[[ DATASET CONTENT, beginning ]]
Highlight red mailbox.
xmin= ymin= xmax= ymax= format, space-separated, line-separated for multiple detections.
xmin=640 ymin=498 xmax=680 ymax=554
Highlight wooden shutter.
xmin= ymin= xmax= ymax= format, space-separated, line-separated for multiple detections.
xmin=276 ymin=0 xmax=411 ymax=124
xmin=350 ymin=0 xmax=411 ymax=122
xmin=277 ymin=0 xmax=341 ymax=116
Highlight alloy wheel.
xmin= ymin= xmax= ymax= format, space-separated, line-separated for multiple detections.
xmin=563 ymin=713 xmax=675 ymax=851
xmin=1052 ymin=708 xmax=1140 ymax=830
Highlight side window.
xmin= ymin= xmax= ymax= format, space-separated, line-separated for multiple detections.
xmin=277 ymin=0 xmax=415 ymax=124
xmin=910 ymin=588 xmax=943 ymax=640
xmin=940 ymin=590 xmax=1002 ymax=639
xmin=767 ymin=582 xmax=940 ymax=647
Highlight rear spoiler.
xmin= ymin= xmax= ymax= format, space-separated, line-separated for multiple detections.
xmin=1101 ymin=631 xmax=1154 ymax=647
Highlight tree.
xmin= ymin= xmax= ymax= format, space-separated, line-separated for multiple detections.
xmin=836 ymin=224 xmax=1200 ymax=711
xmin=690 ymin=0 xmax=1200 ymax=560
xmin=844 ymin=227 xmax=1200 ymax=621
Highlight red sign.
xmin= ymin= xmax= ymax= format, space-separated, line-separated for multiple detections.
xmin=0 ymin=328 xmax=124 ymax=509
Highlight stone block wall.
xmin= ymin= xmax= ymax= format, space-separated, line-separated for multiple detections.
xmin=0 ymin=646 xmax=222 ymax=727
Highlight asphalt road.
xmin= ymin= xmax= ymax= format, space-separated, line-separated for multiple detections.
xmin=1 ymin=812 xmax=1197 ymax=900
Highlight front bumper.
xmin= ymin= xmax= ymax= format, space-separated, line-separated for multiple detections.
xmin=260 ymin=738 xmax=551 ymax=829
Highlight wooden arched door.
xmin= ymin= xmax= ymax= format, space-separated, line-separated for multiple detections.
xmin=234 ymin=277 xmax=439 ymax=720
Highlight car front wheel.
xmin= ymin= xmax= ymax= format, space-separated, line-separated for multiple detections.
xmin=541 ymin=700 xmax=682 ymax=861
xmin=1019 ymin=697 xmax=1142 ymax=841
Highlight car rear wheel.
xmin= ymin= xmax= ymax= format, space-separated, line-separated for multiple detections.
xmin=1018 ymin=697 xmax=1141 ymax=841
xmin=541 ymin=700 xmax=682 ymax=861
[[ DATASET CONTENT, end ]]
# WHAT IS EXPECTED:
Set every record down again exactly as written.

# REPLY TO THE EXERCISE:
Highlight red mailbox.
xmin= ymin= xmax= ymax= format, space-separated, line-separated for multiple detections.
xmin=640 ymin=498 xmax=680 ymax=554
Highlight wooden shutter.
xmin= ymin= xmax= ymax= format, space-separated, line-separated for multiple detections.
xmin=276 ymin=0 xmax=411 ymax=124
xmin=350 ymin=0 xmax=411 ymax=122
xmin=277 ymin=0 xmax=341 ymax=116
Highlight alloy wheel.
xmin= ymin= xmax= ymax= format, space-separated, line-separated for multiple detections.
xmin=563 ymin=713 xmax=675 ymax=851
xmin=1052 ymin=708 xmax=1140 ymax=830
Highlight side window.
xmin= ymin= xmax= ymax= format, space-separated, line-separated for multiple detections.
xmin=277 ymin=0 xmax=415 ymax=124
xmin=910 ymin=588 xmax=943 ymax=640
xmin=940 ymin=590 xmax=1002 ymax=639
xmin=767 ymin=582 xmax=940 ymax=647
Highlight rear spoiler.
xmin= ymin= xmax= ymax= format, space-separated, line-separated for multiple detections.
xmin=1101 ymin=631 xmax=1154 ymax=647
Highlight tree.
xmin= ymin= xmax= ymax= format, space-separated, line-separated for multiple detections.
xmin=836 ymin=224 xmax=1200 ymax=711
xmin=690 ymin=0 xmax=1200 ymax=560
xmin=844 ymin=227 xmax=1200 ymax=621
Highlight red sign.
xmin= ymin= xmax= ymax= format, space-separated, line-separated for multiple detections.
xmin=0 ymin=328 xmax=124 ymax=509
Highlight stone block wall.
xmin= ymin= xmax= ymax= format, space-separated, line-separated for multiple detections.
xmin=0 ymin=646 xmax=222 ymax=727
Highlight asphalt road.
xmin= ymin= xmax= ymax= format, space-separated, line-separated for multiple detections.
xmin=1 ymin=812 xmax=1197 ymax=900
Highlight front bumper.
xmin= ymin= xmax= ymax= format, space-separated, line-separated for multiple detections.
xmin=260 ymin=738 xmax=551 ymax=829
Highlight wooden arched door.
xmin= ymin= xmax= ymax= format, space-separated, line-separated for multiple detections.
xmin=234 ymin=277 xmax=439 ymax=720
Highlight car front wheel.
xmin= ymin= xmax= ymax= format, space-separated, line-separated for multiple detections.
xmin=541 ymin=700 xmax=682 ymax=861
xmin=1019 ymin=697 xmax=1142 ymax=841
Highlight car rear wheel.
xmin= ymin= xmax= ymax= format, space-separated, line-separated for multiple detections.
xmin=1018 ymin=697 xmax=1141 ymax=841
xmin=541 ymin=700 xmax=682 ymax=861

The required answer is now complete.